[Data extracted from a collection]
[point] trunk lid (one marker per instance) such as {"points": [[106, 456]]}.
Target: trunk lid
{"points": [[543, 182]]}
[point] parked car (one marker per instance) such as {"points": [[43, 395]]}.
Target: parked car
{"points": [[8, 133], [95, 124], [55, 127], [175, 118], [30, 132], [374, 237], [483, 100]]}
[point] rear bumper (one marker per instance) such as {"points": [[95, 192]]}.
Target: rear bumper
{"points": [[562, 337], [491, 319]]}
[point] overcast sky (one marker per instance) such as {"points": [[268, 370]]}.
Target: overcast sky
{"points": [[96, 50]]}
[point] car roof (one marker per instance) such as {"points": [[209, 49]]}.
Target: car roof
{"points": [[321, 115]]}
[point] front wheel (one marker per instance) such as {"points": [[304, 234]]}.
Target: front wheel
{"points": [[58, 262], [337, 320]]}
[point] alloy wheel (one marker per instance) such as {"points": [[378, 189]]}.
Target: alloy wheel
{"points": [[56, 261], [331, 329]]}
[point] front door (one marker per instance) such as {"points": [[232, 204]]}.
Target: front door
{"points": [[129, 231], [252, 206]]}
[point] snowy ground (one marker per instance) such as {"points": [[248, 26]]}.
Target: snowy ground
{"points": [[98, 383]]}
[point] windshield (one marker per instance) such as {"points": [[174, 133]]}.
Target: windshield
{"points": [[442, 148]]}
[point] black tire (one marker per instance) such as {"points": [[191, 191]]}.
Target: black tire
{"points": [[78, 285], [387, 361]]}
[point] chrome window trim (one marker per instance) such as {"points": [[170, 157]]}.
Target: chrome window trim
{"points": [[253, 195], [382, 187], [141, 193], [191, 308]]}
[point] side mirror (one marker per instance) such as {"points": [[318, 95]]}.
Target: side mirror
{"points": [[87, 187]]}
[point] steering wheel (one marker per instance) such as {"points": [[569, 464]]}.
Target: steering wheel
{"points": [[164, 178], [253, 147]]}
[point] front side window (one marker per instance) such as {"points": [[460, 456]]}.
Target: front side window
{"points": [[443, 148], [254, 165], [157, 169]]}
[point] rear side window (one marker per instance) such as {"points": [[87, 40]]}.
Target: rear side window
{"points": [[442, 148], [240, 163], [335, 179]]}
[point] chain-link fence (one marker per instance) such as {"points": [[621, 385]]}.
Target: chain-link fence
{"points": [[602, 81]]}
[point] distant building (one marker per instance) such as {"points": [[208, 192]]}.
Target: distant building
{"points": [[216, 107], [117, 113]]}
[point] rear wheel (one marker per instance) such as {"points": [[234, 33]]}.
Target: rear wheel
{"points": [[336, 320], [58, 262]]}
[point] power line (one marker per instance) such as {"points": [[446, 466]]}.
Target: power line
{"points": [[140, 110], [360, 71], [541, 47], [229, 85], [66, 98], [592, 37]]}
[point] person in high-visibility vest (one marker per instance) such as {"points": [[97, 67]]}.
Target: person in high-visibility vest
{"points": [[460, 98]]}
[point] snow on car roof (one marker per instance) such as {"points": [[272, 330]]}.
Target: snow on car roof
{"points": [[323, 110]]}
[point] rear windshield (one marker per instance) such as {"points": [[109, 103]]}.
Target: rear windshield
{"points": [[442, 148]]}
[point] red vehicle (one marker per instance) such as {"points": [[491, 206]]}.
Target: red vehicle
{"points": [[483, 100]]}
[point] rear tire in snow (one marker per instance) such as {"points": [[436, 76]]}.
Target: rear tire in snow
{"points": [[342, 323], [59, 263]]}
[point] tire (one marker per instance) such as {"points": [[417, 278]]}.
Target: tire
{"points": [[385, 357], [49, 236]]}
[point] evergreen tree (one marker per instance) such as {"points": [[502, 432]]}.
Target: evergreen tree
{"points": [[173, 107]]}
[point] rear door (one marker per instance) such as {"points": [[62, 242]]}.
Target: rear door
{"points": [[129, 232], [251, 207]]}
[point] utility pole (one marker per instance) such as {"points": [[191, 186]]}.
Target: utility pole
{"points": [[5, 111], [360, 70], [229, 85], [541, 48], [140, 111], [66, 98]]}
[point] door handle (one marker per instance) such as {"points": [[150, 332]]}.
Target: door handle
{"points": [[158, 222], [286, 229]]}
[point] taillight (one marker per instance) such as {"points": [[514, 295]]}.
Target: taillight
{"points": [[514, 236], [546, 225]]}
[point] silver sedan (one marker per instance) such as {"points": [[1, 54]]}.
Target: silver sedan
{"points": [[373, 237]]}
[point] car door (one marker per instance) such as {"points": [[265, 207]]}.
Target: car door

...

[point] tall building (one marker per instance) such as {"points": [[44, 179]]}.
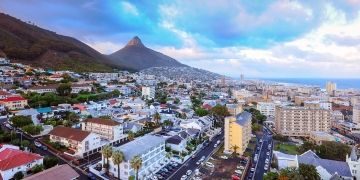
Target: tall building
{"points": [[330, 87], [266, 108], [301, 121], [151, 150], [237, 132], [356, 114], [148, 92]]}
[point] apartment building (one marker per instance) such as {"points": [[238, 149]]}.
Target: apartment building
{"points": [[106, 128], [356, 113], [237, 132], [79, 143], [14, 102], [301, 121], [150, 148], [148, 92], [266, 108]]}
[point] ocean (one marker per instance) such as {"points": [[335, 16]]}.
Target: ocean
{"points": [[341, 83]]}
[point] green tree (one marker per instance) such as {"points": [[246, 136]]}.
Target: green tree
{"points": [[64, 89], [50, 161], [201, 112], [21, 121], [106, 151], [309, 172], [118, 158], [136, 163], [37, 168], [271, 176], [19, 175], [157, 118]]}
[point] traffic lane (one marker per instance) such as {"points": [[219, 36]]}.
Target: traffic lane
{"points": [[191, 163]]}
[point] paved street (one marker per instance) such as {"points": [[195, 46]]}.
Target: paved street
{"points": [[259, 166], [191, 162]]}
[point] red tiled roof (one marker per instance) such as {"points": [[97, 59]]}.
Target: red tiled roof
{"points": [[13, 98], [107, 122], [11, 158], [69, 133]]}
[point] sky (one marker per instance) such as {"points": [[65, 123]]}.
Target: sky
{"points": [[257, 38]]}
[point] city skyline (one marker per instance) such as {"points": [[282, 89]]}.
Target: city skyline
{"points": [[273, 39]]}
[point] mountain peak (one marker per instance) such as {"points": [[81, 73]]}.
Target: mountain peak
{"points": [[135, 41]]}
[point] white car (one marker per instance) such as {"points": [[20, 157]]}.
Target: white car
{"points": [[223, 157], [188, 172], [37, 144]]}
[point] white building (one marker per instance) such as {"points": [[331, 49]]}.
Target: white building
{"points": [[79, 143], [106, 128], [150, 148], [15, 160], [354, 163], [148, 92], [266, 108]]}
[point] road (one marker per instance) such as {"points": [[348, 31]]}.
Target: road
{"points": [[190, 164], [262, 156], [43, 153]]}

▸ WHAT YOU WILL DO
The expected answer is an exact copy of the lines above, beginning at the line with "[point] trunk lid" and ending at the line with "[point] snowy ground", with both ends in.

▸ WRITTEN REPLY
[point] trunk lid (one marker per instance) such as {"points": [[106, 456]]}.
Target: trunk lid
{"points": [[543, 182]]}
[point] parked car (one marker per instance) such as {"points": [[43, 395]]}.
Target: parked car
{"points": [[8, 133], [95, 124], [55, 127], [175, 118], [30, 132], [374, 237], [483, 100]]}
[point] rear bumper (one marker per instance) such as {"points": [[95, 192]]}.
Target: rear bumper
{"points": [[562, 337], [491, 319]]}
[point] overcast sky (one marker per instance) such as {"points": [[268, 370]]}.
Target: overcast sky
{"points": [[96, 50]]}
[point] car roof (one marker per instance) such as {"points": [[209, 49]]}.
Target: car roof
{"points": [[321, 115]]}
[point] front wheel (one marker per instance) such as {"points": [[304, 234]]}.
Target: front wheel
{"points": [[58, 262], [337, 320]]}
[point] alloy wheel (one marker per instance) such as {"points": [[378, 189]]}.
Target: alloy wheel
{"points": [[56, 261], [331, 329]]}
[point] front door (one marker per instance) such as {"points": [[232, 204]]}.
Target: front door
{"points": [[129, 231], [252, 206]]}
[point] snowy ground (one marker per instance) such as {"points": [[248, 26]]}.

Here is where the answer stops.